Ziel 1. Sammle aus den Datensätzen jede Zeile, in der das Wort „windshield“ vorkommt, und gib diese Zeilen unverändert wieder.

Vorliegender Text.

********

Düsseldorf – Das Gutachten ist 96 Seiten lang. Robert Jüpner, Professor für Wasserbau und Wasserwirtschaft an der TU Kaiserlautern, legt in seiner Expertise dar, wie der Hochwasserschutz in NRW auf die Flutkatastrophe vom Juli vergangenen Jahres vorbereitet war. Am Freitag will Jüpner seine Erkenntnisse im Landtag dem Parlamentarischen Untersuchungsausschuss (PUA) präsentieren.

Dem „Kölner Stadt-Anzeiger“ liegt das Gutachten bereits exklusiv vor. Das Fazit des Professors ist bedrückend: „Konkrete Warnungen vor der lebensbedrohlichen Konsequenz des Hochwassers“ seien „teilweise nicht beziehungsweise nicht in ausreichendem Maße erfolgt“, bilanziert der Experte.

********

Verfügbare Daten.
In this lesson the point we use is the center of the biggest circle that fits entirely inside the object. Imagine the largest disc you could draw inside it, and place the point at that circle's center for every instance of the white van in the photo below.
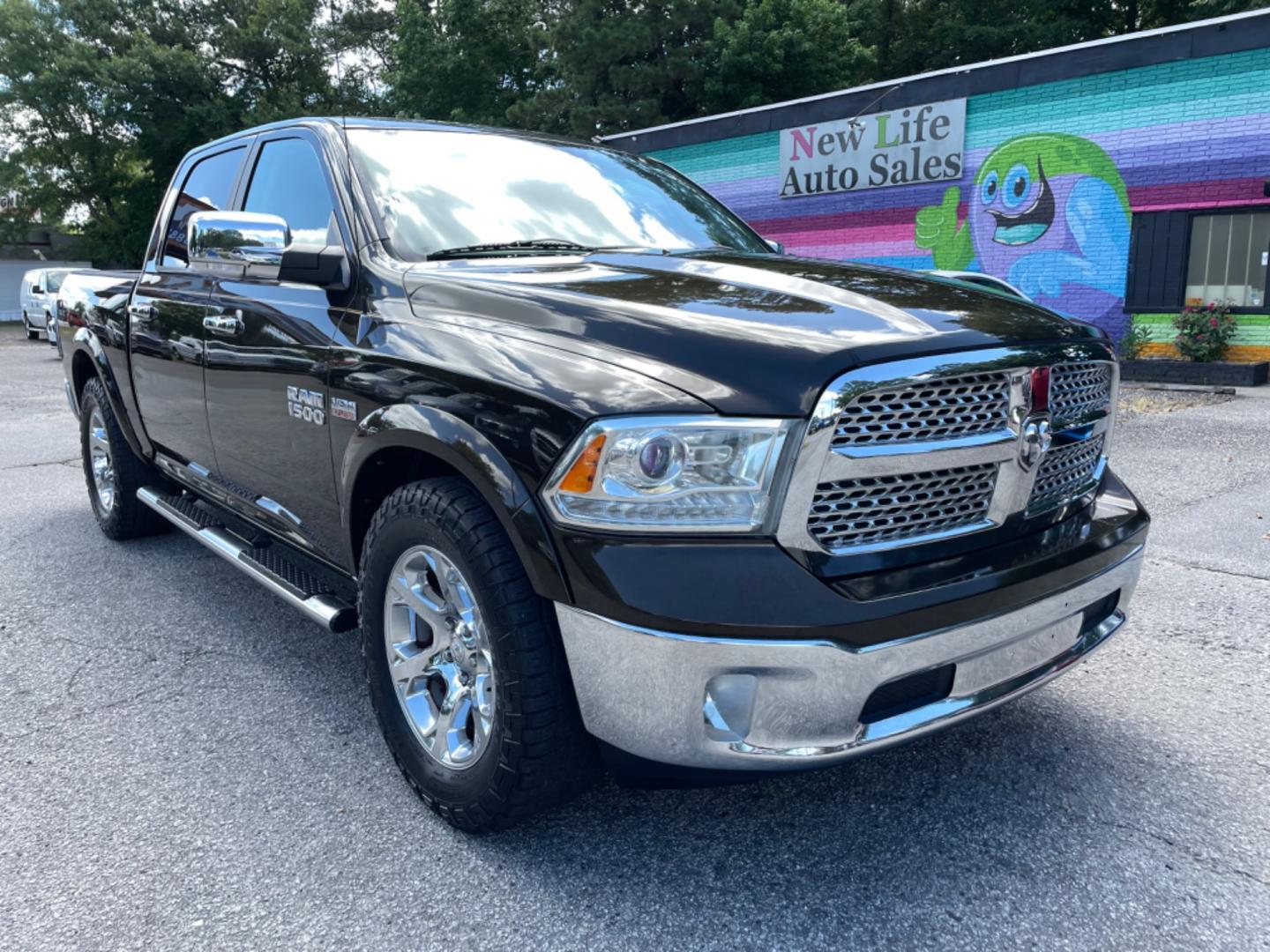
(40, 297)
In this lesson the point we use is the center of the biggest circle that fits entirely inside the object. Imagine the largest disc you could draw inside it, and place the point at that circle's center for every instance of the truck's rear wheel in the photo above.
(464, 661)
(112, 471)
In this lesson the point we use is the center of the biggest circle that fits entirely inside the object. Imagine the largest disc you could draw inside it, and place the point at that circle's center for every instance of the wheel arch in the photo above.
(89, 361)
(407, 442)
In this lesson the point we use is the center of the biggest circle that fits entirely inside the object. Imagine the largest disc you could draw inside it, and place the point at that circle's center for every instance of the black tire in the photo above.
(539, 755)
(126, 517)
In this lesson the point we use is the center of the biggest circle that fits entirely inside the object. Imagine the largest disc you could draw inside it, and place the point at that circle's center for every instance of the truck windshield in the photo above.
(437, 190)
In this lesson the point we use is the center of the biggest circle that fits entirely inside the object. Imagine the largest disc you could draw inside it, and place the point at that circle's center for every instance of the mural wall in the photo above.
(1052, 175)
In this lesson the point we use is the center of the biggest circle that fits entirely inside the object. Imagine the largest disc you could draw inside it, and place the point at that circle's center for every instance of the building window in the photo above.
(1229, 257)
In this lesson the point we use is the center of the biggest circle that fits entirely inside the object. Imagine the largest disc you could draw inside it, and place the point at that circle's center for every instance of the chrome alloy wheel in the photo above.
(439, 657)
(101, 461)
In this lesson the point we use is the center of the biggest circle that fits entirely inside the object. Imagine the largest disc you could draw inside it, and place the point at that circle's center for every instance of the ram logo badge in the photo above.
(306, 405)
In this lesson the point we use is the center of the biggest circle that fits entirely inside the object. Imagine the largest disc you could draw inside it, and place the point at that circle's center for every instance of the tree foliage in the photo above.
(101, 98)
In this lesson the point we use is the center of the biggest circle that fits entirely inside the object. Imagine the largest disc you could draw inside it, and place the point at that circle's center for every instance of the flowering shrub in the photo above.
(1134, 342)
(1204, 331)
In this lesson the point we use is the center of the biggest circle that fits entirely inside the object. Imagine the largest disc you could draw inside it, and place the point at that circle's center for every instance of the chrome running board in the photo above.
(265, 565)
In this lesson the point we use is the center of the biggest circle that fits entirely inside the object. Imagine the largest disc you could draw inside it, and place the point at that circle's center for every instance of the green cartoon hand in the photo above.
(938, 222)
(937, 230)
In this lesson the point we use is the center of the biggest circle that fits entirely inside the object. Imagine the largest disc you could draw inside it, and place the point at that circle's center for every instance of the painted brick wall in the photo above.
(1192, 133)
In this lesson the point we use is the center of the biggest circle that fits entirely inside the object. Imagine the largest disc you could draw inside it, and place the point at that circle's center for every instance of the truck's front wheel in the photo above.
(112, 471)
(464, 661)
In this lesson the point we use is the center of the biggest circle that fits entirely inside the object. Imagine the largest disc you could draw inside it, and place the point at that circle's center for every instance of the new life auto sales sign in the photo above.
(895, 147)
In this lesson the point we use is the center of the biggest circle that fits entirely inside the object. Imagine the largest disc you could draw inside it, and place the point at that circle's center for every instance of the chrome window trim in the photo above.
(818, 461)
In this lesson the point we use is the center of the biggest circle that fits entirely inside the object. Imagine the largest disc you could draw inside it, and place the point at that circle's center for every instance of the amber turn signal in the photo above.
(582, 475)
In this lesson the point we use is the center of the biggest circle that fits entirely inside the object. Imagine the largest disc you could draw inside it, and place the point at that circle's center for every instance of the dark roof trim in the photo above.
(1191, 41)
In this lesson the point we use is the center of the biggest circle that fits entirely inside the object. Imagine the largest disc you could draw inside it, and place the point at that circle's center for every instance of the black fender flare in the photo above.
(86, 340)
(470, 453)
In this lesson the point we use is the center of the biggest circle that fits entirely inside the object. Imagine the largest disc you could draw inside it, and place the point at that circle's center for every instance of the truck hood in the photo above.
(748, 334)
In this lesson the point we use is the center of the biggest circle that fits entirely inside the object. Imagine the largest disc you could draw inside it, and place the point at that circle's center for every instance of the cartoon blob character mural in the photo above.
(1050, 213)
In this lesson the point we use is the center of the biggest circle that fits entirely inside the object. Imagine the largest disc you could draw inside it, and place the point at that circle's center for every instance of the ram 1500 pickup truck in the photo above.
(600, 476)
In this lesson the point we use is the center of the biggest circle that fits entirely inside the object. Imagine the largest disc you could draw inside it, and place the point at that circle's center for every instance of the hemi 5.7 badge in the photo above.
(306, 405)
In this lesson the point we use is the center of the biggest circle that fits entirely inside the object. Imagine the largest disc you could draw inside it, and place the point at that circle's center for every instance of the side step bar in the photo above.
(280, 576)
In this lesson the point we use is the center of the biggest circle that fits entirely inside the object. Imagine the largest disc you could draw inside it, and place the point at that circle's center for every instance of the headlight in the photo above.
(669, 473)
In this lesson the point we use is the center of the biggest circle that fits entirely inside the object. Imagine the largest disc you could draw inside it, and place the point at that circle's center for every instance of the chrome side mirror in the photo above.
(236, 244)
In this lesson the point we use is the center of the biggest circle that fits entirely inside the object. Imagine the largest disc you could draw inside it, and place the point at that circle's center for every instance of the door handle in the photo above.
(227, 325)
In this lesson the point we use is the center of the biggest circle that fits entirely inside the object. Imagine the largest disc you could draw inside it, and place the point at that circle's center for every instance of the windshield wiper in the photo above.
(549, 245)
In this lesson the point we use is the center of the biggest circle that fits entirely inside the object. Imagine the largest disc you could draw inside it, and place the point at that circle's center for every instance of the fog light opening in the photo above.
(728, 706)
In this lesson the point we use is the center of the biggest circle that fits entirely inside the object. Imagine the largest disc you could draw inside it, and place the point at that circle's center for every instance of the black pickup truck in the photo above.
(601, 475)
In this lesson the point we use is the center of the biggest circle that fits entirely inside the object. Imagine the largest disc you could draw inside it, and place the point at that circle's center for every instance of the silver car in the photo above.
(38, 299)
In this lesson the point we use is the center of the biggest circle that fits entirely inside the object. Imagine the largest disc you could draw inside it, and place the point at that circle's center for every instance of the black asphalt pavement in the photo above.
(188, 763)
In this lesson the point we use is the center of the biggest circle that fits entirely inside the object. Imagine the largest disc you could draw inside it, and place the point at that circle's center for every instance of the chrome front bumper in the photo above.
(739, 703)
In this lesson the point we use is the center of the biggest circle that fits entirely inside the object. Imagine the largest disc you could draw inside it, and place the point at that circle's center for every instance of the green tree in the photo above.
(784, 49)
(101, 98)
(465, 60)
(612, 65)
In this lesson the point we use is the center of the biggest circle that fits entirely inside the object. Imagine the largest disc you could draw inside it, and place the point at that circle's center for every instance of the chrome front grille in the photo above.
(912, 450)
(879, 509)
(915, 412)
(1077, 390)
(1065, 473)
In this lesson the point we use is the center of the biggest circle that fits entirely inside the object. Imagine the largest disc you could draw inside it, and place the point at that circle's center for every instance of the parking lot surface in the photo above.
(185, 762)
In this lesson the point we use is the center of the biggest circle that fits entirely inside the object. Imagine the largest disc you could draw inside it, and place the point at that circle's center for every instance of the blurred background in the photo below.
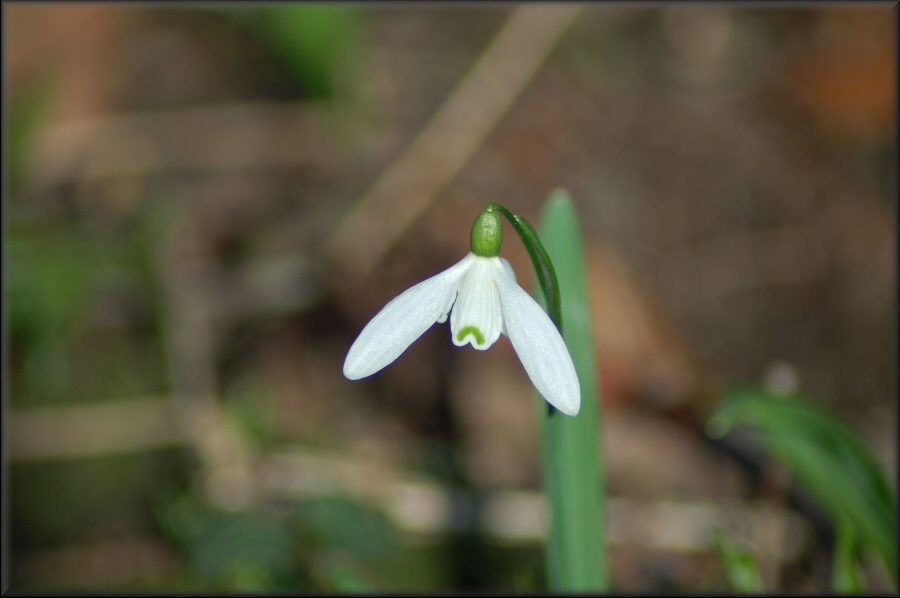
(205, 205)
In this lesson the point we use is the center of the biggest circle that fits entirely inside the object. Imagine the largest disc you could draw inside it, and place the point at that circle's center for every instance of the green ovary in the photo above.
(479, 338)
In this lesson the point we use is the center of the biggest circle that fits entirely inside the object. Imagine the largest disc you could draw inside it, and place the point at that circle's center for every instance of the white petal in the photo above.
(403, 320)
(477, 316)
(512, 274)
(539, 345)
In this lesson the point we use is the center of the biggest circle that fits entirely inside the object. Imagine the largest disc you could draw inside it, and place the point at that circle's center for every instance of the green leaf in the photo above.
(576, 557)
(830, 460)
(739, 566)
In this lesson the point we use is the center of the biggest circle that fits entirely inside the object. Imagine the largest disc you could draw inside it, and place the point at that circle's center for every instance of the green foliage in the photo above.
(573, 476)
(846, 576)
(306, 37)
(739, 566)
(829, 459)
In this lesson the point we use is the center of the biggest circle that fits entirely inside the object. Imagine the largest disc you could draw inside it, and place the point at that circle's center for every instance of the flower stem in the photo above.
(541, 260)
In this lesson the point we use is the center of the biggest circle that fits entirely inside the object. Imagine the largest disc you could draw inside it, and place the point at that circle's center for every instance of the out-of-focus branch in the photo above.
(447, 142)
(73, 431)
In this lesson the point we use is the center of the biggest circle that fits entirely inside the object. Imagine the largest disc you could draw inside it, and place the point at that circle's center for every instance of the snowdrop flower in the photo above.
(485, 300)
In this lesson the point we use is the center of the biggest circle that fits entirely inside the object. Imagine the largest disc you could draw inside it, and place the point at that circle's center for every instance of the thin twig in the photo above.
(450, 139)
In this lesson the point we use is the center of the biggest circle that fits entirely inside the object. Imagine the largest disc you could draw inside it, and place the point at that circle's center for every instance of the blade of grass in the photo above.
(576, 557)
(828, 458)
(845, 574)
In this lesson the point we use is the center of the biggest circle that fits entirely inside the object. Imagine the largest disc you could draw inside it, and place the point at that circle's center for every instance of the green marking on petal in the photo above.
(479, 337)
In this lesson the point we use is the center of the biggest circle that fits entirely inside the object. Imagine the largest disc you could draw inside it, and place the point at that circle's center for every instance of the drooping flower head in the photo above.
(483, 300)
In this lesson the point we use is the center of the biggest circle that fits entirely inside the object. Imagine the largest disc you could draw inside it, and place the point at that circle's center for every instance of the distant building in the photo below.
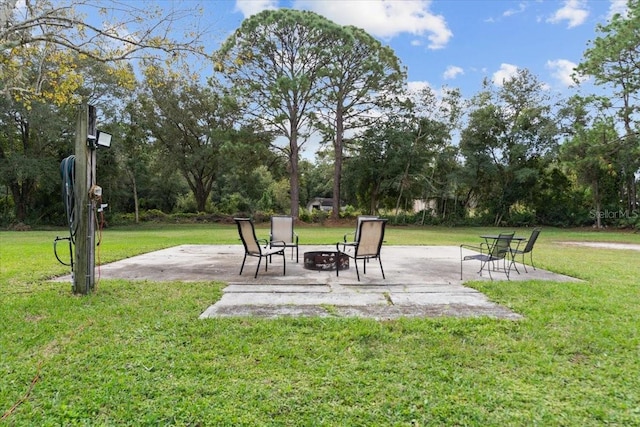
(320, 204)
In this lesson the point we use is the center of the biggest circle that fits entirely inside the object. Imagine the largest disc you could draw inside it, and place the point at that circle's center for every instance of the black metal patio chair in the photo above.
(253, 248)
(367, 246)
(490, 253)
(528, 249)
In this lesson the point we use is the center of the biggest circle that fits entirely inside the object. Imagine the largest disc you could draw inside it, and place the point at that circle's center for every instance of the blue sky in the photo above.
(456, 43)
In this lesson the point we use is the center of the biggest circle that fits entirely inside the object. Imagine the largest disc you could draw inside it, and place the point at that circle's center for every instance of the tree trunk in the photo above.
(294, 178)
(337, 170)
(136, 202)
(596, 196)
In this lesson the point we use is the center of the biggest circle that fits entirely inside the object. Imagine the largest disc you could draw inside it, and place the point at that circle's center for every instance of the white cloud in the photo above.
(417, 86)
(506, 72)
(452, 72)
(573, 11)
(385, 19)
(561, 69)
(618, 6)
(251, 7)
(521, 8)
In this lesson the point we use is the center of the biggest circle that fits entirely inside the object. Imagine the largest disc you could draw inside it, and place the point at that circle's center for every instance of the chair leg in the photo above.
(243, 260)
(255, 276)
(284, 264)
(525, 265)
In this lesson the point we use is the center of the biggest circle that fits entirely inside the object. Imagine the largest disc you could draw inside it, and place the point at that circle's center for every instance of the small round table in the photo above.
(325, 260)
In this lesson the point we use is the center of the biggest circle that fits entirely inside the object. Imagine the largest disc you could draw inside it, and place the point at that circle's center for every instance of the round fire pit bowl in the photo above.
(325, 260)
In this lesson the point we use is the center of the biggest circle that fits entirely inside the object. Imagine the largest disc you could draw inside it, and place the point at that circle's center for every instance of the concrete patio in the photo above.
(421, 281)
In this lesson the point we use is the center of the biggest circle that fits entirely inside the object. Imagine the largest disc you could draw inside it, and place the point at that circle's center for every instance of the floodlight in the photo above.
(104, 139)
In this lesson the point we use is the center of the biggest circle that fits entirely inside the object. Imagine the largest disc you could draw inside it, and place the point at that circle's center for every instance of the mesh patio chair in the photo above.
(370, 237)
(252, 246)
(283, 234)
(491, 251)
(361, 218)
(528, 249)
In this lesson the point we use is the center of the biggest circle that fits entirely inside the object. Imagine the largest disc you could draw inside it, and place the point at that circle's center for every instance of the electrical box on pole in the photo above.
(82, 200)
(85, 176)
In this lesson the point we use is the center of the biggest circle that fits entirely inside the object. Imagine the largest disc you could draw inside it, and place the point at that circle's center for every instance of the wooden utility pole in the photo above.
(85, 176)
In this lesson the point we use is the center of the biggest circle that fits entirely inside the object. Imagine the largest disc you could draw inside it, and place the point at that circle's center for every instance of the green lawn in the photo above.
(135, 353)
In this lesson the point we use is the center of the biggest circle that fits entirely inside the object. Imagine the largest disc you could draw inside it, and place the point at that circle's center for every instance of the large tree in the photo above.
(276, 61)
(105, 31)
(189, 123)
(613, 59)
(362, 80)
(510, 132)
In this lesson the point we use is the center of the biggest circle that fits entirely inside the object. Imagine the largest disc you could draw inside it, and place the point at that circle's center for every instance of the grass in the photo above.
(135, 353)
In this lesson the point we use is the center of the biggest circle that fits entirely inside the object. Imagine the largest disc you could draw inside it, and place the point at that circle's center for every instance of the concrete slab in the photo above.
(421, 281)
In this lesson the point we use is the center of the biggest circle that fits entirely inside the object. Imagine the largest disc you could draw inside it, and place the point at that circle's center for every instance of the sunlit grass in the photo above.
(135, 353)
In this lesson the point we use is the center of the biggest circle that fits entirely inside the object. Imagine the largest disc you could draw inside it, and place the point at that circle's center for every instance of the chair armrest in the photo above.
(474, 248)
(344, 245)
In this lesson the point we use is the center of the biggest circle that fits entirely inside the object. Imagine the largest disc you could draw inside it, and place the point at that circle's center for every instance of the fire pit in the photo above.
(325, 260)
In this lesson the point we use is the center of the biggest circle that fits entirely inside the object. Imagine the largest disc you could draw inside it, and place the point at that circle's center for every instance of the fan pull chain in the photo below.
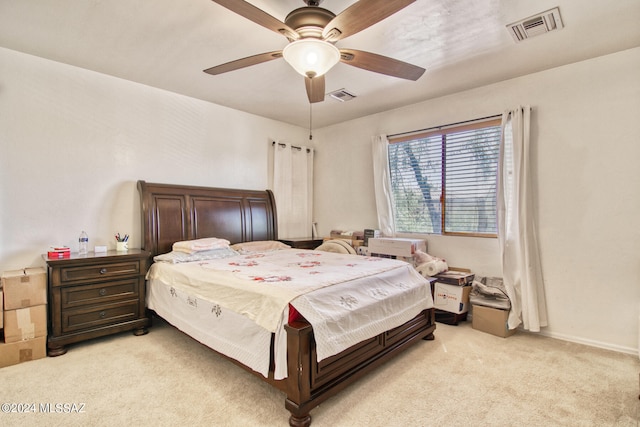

********

Ziel 2.
Beantworte anhand des Textes über das Hochwasser-Gutachten die folgenden Fragen kurz.
(a) Wie viele Seiten umfasst das Gutachten?
(b) An welcher Hochschule ist Robert Jüpner Professor?
(c) Welcher Zeitung liegt das Gutachten bereits exklusiv vor?

Fertige Antwort 1.
In this lesson the point we use is the center of the biggest circle that fits entirely inside the object. Imagine the largest disc you could draw inside it, and place the point at that circle's center for every instance of the truck windshield in the photo above.
In this lesson the point we use is the center of the biggest circle that fits entirely inside the object. Imagine the largest disc you could draw inside it, and place the point at that circle's center for every instance of the windshield wiper in the photo above.

Fertige Antwort 2.
(a) 96 Seiten
(b) An der TU Kaiserlautern
(c) Dem „Kölner Stadt-Anzeiger“